### DOCUMENT EXCERPT
= Beginning of Section =
• Tuesday, September 27, 2022


Sadiq Khan says report accusing him of unfairly ousting ex-Met Police Chief Cressida Dick is ‘clearly biased’

LONDON, ENGLAND – NOVEMBER 29: Metropolitan Police Commissioner Dame Cressida Dick with Mayor of London Sadiq Khan stand at the National Police Memorial on the Mall ahead of a memorial service to remember and celebrate the life of Metropolitan Police Sergeant Matt Ratana at The Royal Military Chapel in Westminster on November 29, 2021 in London, England. Sgt Ratana was fatally shot in September 2020 by a handcuffed suspect, Louis De Zoysa, who was being taken into custody at the Croydon custody centre. Sgt Ratana did not receive a full force funeral at the time due to Covid-19 restrictions. (Photo by Victoria Jones – Pool/Getty Images)

By: Pramod Thomas

London mayor Sadiq Khan has said that he has ‘been disturbed by the apparent degree of bias’ in the draft report over the handling of former Metropolitan police commissioner Cressida Dick, media reports said.

Sadiq Khan has written to home secretary Priti Patel regarding the report by Sir Tom Winsor, the former chief inspector of constabulary.

The Guardian reported that the report has found that Khan did not follow due process and that Dick was unfairly treated.

It also called the mayor’s actions and decision-making “irrational” and “unreasonable”.
= End of Section =
### SUPPLIED ENTRIES
= Beginning of Section =
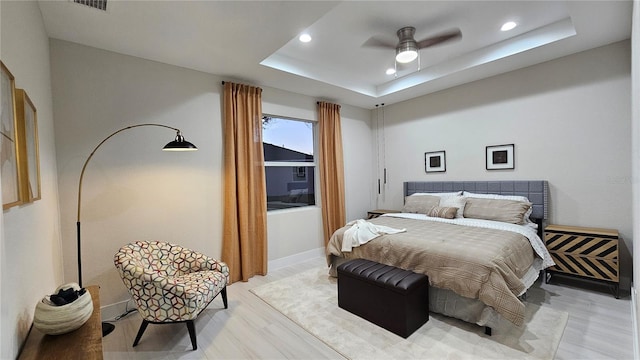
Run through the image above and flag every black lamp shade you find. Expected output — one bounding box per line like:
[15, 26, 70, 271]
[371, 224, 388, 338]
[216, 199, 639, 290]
[162, 133, 198, 151]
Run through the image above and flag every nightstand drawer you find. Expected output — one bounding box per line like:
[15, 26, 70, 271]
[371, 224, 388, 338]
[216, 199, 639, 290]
[544, 225, 620, 298]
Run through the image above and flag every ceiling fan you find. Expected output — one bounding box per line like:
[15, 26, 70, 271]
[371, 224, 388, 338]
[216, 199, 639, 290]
[363, 26, 462, 64]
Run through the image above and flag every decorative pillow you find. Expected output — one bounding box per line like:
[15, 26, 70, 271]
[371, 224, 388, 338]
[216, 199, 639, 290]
[427, 206, 458, 219]
[462, 191, 537, 224]
[409, 191, 462, 197]
[464, 197, 531, 224]
[439, 196, 467, 218]
[402, 195, 440, 214]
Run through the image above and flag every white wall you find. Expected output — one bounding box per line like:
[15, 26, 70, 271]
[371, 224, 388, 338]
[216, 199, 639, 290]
[51, 40, 371, 316]
[372, 41, 633, 287]
[631, 0, 640, 356]
[0, 1, 63, 359]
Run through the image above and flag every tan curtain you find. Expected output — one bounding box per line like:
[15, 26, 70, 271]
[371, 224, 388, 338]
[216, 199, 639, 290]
[318, 101, 346, 245]
[222, 82, 267, 282]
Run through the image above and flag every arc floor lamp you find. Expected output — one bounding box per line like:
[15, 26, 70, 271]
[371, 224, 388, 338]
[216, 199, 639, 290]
[76, 124, 198, 336]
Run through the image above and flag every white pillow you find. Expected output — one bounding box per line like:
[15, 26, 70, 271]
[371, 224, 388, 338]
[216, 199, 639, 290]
[409, 191, 462, 197]
[462, 191, 538, 225]
[439, 195, 467, 218]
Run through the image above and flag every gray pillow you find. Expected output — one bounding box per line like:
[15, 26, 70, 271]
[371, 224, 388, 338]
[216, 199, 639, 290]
[402, 195, 440, 214]
[427, 206, 458, 219]
[464, 197, 532, 224]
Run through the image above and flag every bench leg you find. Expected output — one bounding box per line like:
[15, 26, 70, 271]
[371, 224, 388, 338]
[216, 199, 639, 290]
[220, 286, 229, 309]
[133, 320, 149, 347]
[187, 320, 198, 350]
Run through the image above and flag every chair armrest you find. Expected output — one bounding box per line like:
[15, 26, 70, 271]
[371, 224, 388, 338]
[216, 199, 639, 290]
[182, 251, 229, 281]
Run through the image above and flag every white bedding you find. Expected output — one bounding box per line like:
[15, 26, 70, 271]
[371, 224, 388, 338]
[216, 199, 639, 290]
[381, 213, 555, 270]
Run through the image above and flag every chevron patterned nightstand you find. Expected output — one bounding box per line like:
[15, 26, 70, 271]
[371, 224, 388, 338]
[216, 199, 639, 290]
[544, 225, 620, 299]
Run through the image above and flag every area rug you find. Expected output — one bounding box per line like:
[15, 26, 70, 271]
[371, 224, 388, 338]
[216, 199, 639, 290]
[251, 268, 569, 359]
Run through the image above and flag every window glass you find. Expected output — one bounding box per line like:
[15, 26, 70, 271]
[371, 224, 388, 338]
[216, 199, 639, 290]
[262, 116, 316, 210]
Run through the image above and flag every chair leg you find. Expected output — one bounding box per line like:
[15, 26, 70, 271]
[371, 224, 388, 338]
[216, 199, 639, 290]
[220, 286, 229, 309]
[187, 320, 198, 350]
[133, 320, 149, 347]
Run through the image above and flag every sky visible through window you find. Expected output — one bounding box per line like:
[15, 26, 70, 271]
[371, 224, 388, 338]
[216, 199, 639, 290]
[262, 117, 313, 155]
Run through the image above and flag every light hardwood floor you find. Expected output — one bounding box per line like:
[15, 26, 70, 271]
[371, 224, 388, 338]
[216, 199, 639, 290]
[103, 258, 633, 360]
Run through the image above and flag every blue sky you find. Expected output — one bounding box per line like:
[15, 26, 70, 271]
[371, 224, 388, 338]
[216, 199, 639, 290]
[262, 117, 313, 155]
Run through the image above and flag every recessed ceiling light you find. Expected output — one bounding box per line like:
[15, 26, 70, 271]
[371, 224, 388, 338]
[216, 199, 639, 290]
[298, 33, 311, 42]
[500, 21, 518, 31]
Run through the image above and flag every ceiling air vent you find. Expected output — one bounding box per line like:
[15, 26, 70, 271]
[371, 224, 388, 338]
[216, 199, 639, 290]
[73, 0, 107, 11]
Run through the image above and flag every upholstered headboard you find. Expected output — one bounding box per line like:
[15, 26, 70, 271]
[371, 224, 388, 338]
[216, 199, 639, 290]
[404, 180, 549, 220]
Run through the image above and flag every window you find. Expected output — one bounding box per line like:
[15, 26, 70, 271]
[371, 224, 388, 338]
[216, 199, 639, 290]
[262, 116, 316, 211]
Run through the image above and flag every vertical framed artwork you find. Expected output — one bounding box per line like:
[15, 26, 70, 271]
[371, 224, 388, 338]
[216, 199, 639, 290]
[486, 144, 515, 170]
[16, 89, 41, 202]
[424, 150, 447, 173]
[0, 61, 22, 210]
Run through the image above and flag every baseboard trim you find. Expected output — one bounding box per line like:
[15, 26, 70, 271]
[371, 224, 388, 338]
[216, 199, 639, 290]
[100, 299, 135, 321]
[631, 285, 640, 359]
[268, 247, 324, 271]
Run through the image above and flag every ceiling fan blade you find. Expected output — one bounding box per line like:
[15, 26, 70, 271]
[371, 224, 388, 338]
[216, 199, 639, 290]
[362, 36, 397, 49]
[417, 29, 462, 49]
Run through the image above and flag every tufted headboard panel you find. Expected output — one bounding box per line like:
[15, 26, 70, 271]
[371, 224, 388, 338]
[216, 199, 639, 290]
[404, 180, 549, 220]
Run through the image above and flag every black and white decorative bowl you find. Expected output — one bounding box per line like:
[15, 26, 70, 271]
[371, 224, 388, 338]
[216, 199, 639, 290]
[33, 283, 93, 335]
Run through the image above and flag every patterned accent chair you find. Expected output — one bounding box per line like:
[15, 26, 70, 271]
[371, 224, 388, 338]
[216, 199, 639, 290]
[113, 241, 229, 350]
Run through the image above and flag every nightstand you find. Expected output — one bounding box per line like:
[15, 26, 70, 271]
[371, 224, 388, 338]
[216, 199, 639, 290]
[544, 225, 620, 299]
[367, 209, 400, 219]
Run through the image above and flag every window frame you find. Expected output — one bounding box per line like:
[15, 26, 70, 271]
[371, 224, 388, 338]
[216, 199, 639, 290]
[260, 113, 320, 213]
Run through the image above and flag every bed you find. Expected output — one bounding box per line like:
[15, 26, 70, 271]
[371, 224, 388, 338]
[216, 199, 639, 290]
[326, 180, 553, 328]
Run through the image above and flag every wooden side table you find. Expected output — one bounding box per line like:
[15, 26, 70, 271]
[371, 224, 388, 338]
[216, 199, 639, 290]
[18, 285, 103, 360]
[367, 209, 400, 219]
[544, 225, 620, 299]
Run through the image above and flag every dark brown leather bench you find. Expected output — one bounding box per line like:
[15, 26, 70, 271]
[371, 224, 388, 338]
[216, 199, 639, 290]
[338, 259, 429, 338]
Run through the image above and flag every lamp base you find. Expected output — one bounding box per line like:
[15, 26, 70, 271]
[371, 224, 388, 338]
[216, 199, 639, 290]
[102, 321, 116, 337]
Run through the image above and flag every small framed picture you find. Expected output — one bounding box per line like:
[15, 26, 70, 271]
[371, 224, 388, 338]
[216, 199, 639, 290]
[0, 61, 23, 210]
[424, 150, 447, 173]
[486, 144, 515, 170]
[16, 89, 41, 202]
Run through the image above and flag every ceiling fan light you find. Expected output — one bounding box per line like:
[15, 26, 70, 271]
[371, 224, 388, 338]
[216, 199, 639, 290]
[396, 50, 418, 64]
[396, 40, 418, 64]
[500, 21, 518, 31]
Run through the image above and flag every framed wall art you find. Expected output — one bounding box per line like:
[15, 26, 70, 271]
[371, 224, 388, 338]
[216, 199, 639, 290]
[486, 144, 515, 170]
[424, 150, 447, 173]
[0, 61, 22, 210]
[16, 89, 41, 202]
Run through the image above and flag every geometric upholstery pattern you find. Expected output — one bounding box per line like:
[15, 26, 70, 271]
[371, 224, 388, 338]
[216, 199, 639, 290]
[113, 241, 229, 350]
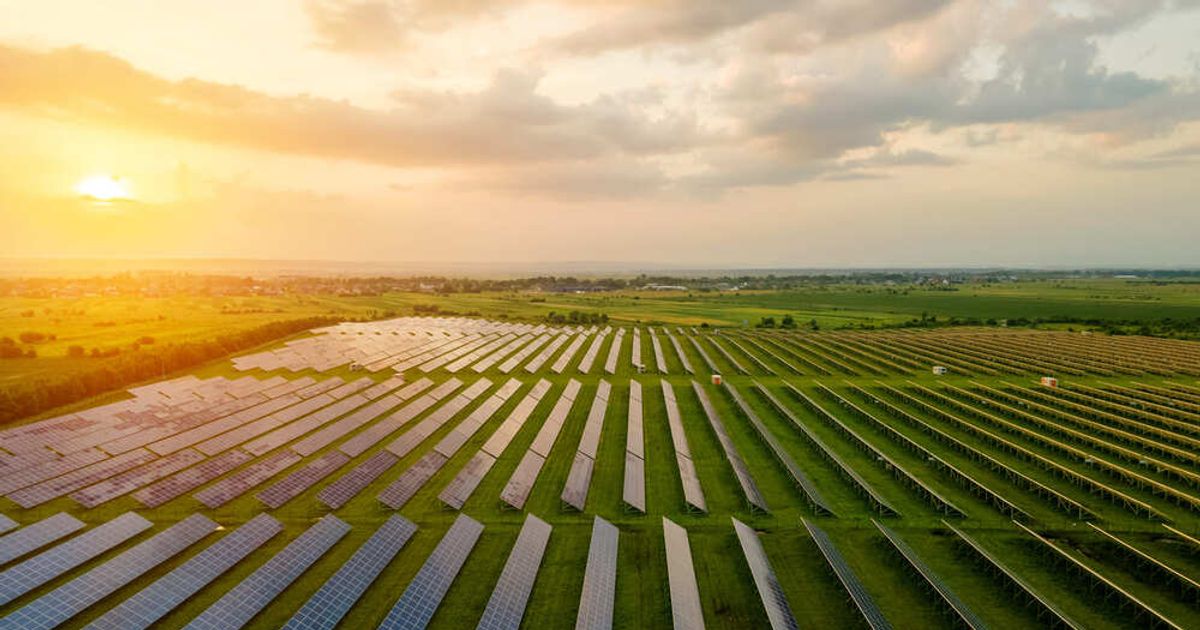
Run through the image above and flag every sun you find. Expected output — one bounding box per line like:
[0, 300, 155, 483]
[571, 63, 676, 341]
[76, 175, 133, 202]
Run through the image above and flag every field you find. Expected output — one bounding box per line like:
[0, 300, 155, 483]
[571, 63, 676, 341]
[0, 314, 1200, 628]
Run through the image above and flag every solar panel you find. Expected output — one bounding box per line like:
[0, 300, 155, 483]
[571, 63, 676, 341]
[800, 518, 892, 630]
[379, 451, 446, 510]
[575, 516, 620, 630]
[478, 514, 552, 630]
[317, 451, 400, 510]
[438, 451, 496, 510]
[258, 451, 350, 508]
[193, 451, 301, 509]
[662, 516, 704, 630]
[0, 512, 84, 566]
[659, 380, 708, 512]
[8, 449, 155, 510]
[500, 449, 546, 510]
[0, 514, 217, 630]
[88, 514, 283, 630]
[283, 514, 416, 629]
[71, 449, 204, 508]
[186, 514, 350, 630]
[133, 450, 253, 508]
[691, 380, 770, 512]
[730, 517, 799, 630]
[0, 512, 151, 606]
[379, 514, 484, 630]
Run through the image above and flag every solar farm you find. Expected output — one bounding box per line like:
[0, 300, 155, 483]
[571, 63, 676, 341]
[0, 317, 1200, 629]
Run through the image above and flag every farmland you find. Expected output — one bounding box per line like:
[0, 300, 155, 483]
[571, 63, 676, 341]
[0, 312, 1200, 628]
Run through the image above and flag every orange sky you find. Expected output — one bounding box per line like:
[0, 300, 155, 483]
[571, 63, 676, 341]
[0, 0, 1200, 266]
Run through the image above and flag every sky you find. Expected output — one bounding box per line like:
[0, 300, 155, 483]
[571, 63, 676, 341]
[0, 0, 1200, 268]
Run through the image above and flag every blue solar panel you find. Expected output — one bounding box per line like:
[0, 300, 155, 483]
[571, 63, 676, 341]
[0, 514, 217, 630]
[187, 515, 350, 630]
[479, 514, 551, 630]
[575, 516, 620, 630]
[0, 512, 151, 605]
[0, 512, 84, 565]
[284, 514, 416, 629]
[88, 514, 283, 630]
[379, 514, 484, 630]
= End of Section =
### EXERCISE INSTRUCTIONS
1) List every person named in the news article about Sadiq Khan and the Cressida Dick report, including the photo caption and the byline.
2) According to the news article about Sadiq Khan and the Cressida Dick report, who wrote the report?
3) Continue the news article about Sadiq Khan and the Cressida Dick report from its last sentence.

### YOUR WRITTEN ANSWERS
1) Sadiq Khan, Cressida Dick, Matt Ratana, Louis De Zoysa, Victoria Jones, Pramod Thomas, Priti Patel, Tom Winsor

2) Sir Tom Winsor, the former chief inspector of constabulary.

3)
According to reports, Khan is consulting lawyers and believes the report is factually incorrect as well.

“While Sir Tom has inexplicably refused to provide me with a final version of his report to you, his draft findings … were clearly biased, and in many instances outside his terms of reference and unsupported by the evidence,” Khan wrote in the letter.

“It is clear from the draft that was provided and subsequent exchanges that he intends to present as fact accounts from the previous commissioner and her team, while ignoring or downplaying the extensive contradictory evidence provided.

“Sir Tom Winsor has failed to recognise almost any of the litany of scandals that occurred in the last two years, many of which you and I discussed at the time, which led to my loss of confidence in the commissioner.”

Dame Cressida quit in February when Khan said he had lost confidence in her leadership. She was the first woman to lead the UK’s biggest police force.

She said she had to resign from the role after London’s mayor made it clear to her he had no confidence in her leadership.

It followed cases of sexism and misogyny among some Met officers. She also faced criticism over the murder of Sarah Everard by a serving Met officer last year, and a series of other scandals.

A spokesperson for the mayor has said that Khan lost confidence in the commissioner after a series of scandals saw trust in the Met police plummet to record lows.

A Home Office spokesperson said: “Following the standing aside of the Commissioner earlier this year, the Home Secretary asked Sir Tom Winsor to carry out a formal review into the circumstances leading up to Dame Cressida’s departure from her role.

“The decision on the publication of the report will be made in due course.”

Dick left with a severance package of £166,000, negotiated with City Hall. Her replacement, Sir Mark Rowley, is due to start as commissioner on 12 September.